::: 选段

跑的比较快的多项式板子

#include <cstring>
#include <iostream>
#include <random>
using int_t = long long int;
using std::cin;
using std::cout;
using std::endl;

const int_t LARGE = 2e6;

const int_t mod = 998244353;
const int_t g = 3;
int_t power(int_t b, int_t i) {
    int_t r = 1;
    if (i < 0)
        i = (i % (mod - 1) + mod - 1) % (mod - 1);
    while (i) {
        if (i & 1)
            r = r * b % mod;
        b = b * b % mod;
        i >>= 1;
    }
    return r;
}

void makeflip(int_t* arr, int_t size2) {
    int_t len = (1 << size2);
    arr[0] = 0;
    for (int_t i = 1; i < len; i++) {
        arr[i] = (arr[i >> 1] >> 1) | ((i & 1) << (size2 - 1));
    }
}

int_t upper2n(int_t x) {
    int_t r = 0;
    while ((1 << r) < x)
        r++;
    return r;
}
template <int_t arg = 1>
void transform(int_t* A, int_t size2, int_t* flip) {
    int_t len = (1 << size2);
    for (int_t i = 0; i < len; i++) {
        int_t r = flip[i];
        if (r > i)
            std::swap(A[i], A[r]);
    }
    for (int_t i = 2; i <= len; i *= 2) {
        int_t mr = power(g, arg * (mod - 1) / i);
        for (int_t j = 0; j < len; j += i) {
            int_t curr = 1;
            for (int_t k = 0; k < i / 2; k++) {
                int_t u = A[j + k], v = curr * A[j + k + i / 2] % mod;
                A[j + k] = (u + v) % mod;
                A[j + k + i / 2] = (u - v + mod) % mod;
                curr = curr * mr % mod;
            }
        }
    }
}
void poly_inv(const int_t* A, int_t n, int_t* result) {
    /*
    这里的n是模x^n
    计算B(x)*A(x) = 1 mod x^n, 其中A(x)已知
    假设已知A(x)*B(x) = 1 mod x^{ceil(n/2)}
    假设C(x)*A(x) = 1 mod x^n
    (A(x)B(x)-1)^2 = A^2(x)B^2(x)-2A(x)B(x)+1= 0
    A(x)B^2(x)-2B(x)+C(x) = 0
    C(x) = 2B(x)-A(x)B^2(x)

::::::
::: 所给条目

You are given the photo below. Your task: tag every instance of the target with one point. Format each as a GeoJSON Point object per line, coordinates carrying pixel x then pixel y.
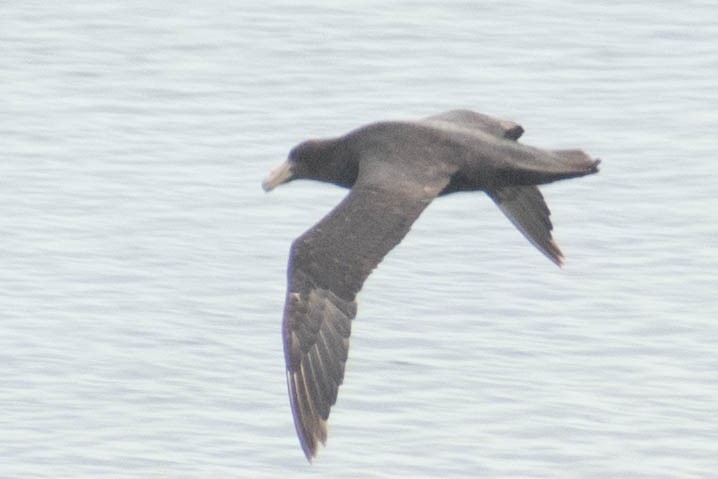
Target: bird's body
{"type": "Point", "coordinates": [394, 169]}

::::::
::: 所给条目

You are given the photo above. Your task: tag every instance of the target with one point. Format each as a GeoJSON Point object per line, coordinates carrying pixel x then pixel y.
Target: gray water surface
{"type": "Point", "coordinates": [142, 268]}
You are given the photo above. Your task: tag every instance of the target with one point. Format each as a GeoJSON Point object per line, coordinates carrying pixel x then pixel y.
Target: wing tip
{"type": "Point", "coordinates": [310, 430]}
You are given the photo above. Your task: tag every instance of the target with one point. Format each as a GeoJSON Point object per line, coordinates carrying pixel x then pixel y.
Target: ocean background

::::::

请给出多项式代码中从“void makeflip(int_t* arr, int_t”到“while ((1 << r) < x)”的这一段，一字不改地照录。 这些条目与本题无关。

(参考答案):
void makeflip(int_t* arr, int_t size2) {
    int_t len = (1 << size2);
    arr[0] = 0;
    for (int_t i = 1; i < len; i++) {
        arr[i] = (arr[i >> 1] >> 1) | ((i & 1) << (size2 - 1));
    }
}

int_t upper2n(int_t x) {
    int_t r = 0;
    while ((1 << r) < x)